==== 阅读材料
- 两两交换链表中的节点
题目链接:https://leetcode.cn/problems/swap-nodes-in-pairs/
文章讲解:https://programmercarl.com/0024.%E4%B8%A4%E4%B8%A4%E4%BA%A4%E6%8D%A2%E9%93%BE%E8%A1%A8%E4%B8%AD%E7%9A%84%E8%8A%82%E7%82%B9.html#_24-%E4%B8%A4%E4%B8%A4%E4%BA%A4%E6%8D%A2%E9%93%BE%E8%A1%A8%E4%B8%AD%E7%9A%84%E8%8A%82%E7%82%B9
视频讲解:https://www.bilibili.com/video/BV1YT411g7br
考察点:链表基础, 这题很简单
class Solution {
public:
ListNode* swapPairs(ListNode* head) {
ListNode* dummyHead = new ListNode();
dummyHead->next = head;
ListNode* cur = dummyHead;
ListNode* a = nullptr;
ListNode* b = nullptr;
while(cur->next!=nullptr && cur->next->next!=nullptr){
a = cur->next;
b = a->next;
a->next = b->next;
b->next = a;
cur->next = b;
# 跳转两个节点
cur = a;
}
return dummyHead->next;
}
};
19.删除链表的倒数第N个节点
题目链接:https://leetcode.cn/problems/remove-nth-node-from-end-of-list/submissions/
文章讲解:https://programmercarl.com/0019.%E5%88%A0%E9%99%A4%E9%93%BE%E8%A1%A8%E7%9A%84%E5%80%92%E6%95%B0%E7%AC%ACN%E4%B8%AA%E8%8A%82%E7%82%B9.html#_19-%E5%88%A0%E9%99%A4%E9%93%BE%E8%A1%A8%E7%9A%84%E5%80%92%E6%95%B0%E7%AC%ACn%E4%B8%AA%E8%8A%82%E7%82%B9
视频讲解:https://www.bilibili.com/video/BV1vW4y1U7Gf
考察点:链表基础,双指针
class Solution {
public:
ListNode* removeNthFromEnd(ListNode* head, int n) {
ListNode* dummyHead = new ListNode();
dummyHead->next = head;
ListNode* left = dummyHead;
ListNode* right = dummyHead;
for(int i=0; i<n; i++){
right = right->next;
}
while(right->next!=nullptr){
left = left->next;
right = right->next;
}
ListNode* tmp = left->next;
left->next = tmp->next;
delete tmp;
return dummyHead->next;
}
};
160.链表相交
题目链接:https://leetcode.cn/problems/intersection-of-two-linked-lists-lcci/submissions/
文章讲解:https://programmercarl.com/%E9%9D%A2%E8%AF%95%E9%A2%9802.07.%E9%93%BE%E8%A1%A8%E7%9B%B8%E4%BA%A4.html#%E6%80%9D%E8%B7%AF
考察点:链表基础
先遍历计算长度,因为重合部分长度相同,故将长链先移动至剩余部分和短链相等。
========
==== 给定记录
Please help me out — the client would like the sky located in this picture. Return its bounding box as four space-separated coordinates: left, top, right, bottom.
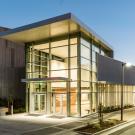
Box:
0 0 135 65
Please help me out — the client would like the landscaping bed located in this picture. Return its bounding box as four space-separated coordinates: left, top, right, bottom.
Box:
75 119 123 134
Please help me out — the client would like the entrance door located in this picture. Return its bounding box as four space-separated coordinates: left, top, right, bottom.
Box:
53 94 67 115
34 94 46 112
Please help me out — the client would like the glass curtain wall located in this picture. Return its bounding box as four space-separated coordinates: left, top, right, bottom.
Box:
26 36 78 115
26 33 114 116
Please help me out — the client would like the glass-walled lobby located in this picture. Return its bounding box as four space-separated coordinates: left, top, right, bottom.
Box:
26 33 113 116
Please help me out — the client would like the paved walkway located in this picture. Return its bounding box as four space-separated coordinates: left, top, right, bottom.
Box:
0 110 135 135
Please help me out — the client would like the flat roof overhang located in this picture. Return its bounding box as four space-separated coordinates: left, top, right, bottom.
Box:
0 13 113 50
21 77 69 83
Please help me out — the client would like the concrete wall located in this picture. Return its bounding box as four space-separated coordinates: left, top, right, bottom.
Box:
0 27 25 99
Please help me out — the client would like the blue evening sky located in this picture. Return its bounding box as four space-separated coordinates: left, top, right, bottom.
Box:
0 0 135 65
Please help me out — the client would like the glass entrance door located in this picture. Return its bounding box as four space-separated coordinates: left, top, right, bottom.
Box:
34 94 46 113
53 94 67 115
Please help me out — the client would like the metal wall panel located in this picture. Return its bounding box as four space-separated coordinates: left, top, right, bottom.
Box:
97 54 135 85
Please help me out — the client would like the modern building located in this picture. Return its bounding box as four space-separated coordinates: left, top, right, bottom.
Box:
0 13 135 116
0 27 25 100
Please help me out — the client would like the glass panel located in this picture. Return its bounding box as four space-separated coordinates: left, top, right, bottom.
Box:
92 51 96 62
81 69 90 81
81 45 90 59
70 45 77 57
70 57 77 68
70 38 77 44
81 58 90 70
81 82 90 92
81 38 90 48
92 45 99 53
81 92 90 116
70 69 77 81
92 62 97 72
51 70 68 78
92 72 97 82
70 82 77 115
51 58 68 70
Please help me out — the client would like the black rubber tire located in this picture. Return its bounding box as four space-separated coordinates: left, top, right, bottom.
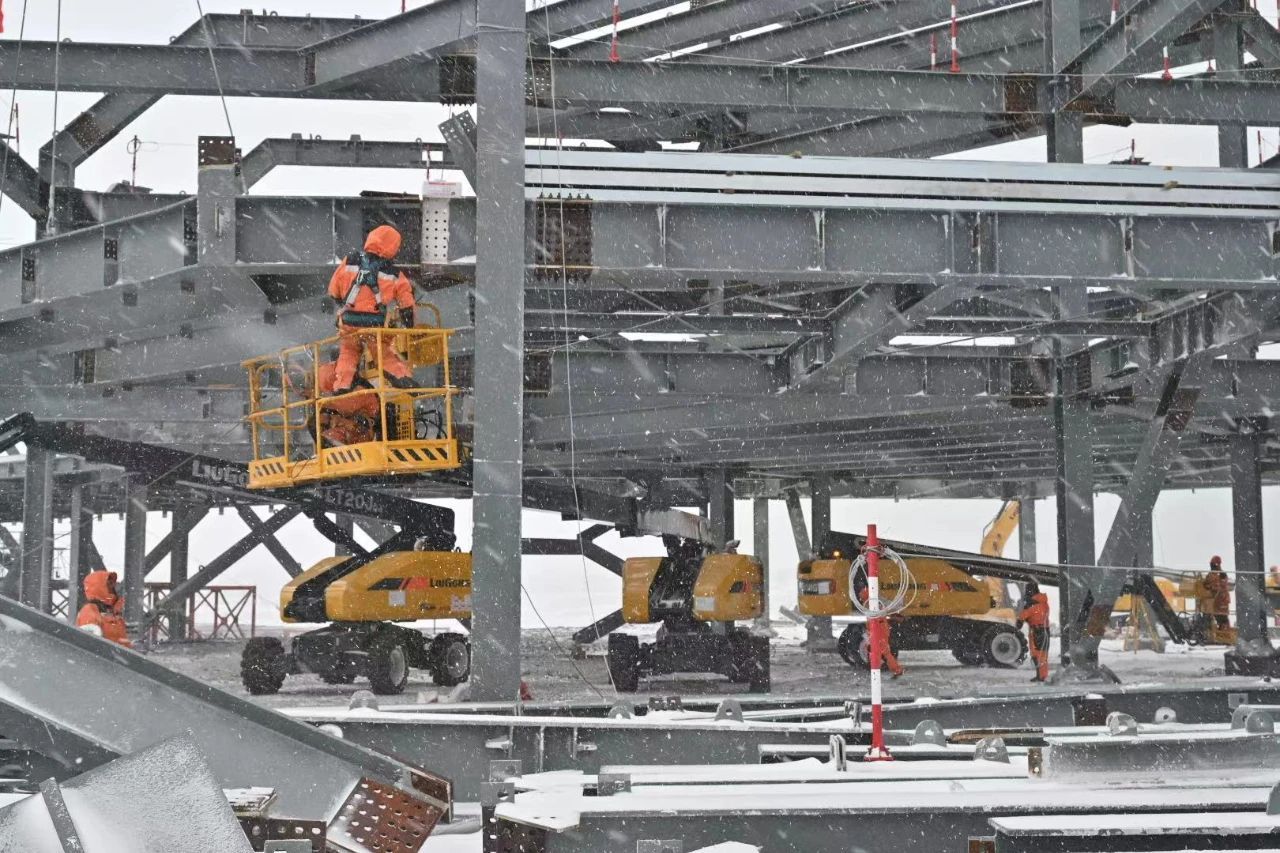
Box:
241 637 288 695
836 622 870 670
428 634 471 686
320 660 358 684
365 633 408 695
605 634 640 693
982 625 1028 670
========
练习题目 =
1) 请把记录中从包含“Please help me out — the client would like the modern”的那一行起、一直到记录最后一行为止的各行整理成一张 Markdown 表格，首尾两行都要收入。表格设“序号”和“内容”两列，空行不计，图片行也不要放进表格。
2) 请从上面这篇链表题解笔记的最后一句之后接着写下去。

参考答案 =
1)
| 序号 | 内容 |
|---|---|
| 1 | Please help me out — the client would like the modern building located in this picture. Return its bounding box as four space-separated coordinates: left, top, right, bottom. |
| 2 | Box: |
| 3 | 0 13 135 116 |
| 4 | 0 27 25 100 |
| 5 | Please help me out — the client would like the glass panel located in this picture. Return its bounding box as four space-separated coordinates: left, top, right, bottom. |
| 6 | Box: |
| 7 | 92 51 96 62 |
| 8 | 81 69 90 81 |
| 9 | 81 45 90 59 |
| 10 | 70 45 77 57 |
| 11 | 70 57 77 68 |
| 12 | 70 38 77 44 |
| 13 | 81 58 90 70 |
| 14 | 81 82 90 92 |
| 15 | 81 38 90 48 |
| 16 | 92 45 99 53 |
| 17 | 81 92 90 116 |
| 18 | 70 69 77 81 |
| 19 | 92 62 97 72 |
| 20 | 51 70 68 78 |
| 21 | 92 72 97 82 |
| 22 | 70 82 77 115 |
| 23 | 51 58 68 70 |
| 24 | Please help me out — the client would like the black rubber tire located in this picture. Return its bounding box as four space-separated coordinates: left, top, right, bottom. |
| 25 | Box: |
| 26 | 241 637 288 695 |
| 27 | 836 622 870 670 |
| 28 | 428 634 471 686 |
| 29 | 320 660 358 684 |
| 30 | 365 633 408 695 |
| 31 | 605 634 640 693 |
| 32 | 982 625 1028 670 |

2)
class Solution {
public:
ListNode *getIntersectionNode(ListNode *headA, ListNode *headB) {
ListNode* dummyHeadA = new ListNode();
dummyHeadA->next = headA;
ListNode* dummyHeadB = new ListNode();
dummyHeadB->next = headB;
ListNode* curA = dummyHeadA;
ListNode* curB = dummyHeadB;
int a = 0;
int b = 0;
int diff = 0;
while(curA!=nullptr){
curA= curA->next;
a++;
}
while(curB!=nullptr){
curB = curB->next;
b++;
}
if(a>b){
diff = a-b;
curA = dummyHeadA;
curB = dummyHeadB;
}else{
diff = b-a;
curA = dummyHeadB;
curB = dummyHeadA;
}
while(diff--){
curA = curA->next;
}
while(curA!=nullptr){
if(curA==curB){
return curA;
}
curA = curA->next;
curB = curB->next;
}
return nullptr;
}
};
- 两两交换链表中的节点
题目链接:https://leetcode.cn/problems/linked-list-cycle-ii/
文章讲解:https://programmercarl.com/0142.%E7%8E%AF%E5%BD%A2%E9%93%BE%E8%A1%A8II.html#%E6%80%9D%E8%B7%AF
视频讲解:https://www.bilibili.com/video/BV1if4y1d7ob
考察点:本提较难,先判断有无交点,在通过一点点数学技巧计算出交点位置。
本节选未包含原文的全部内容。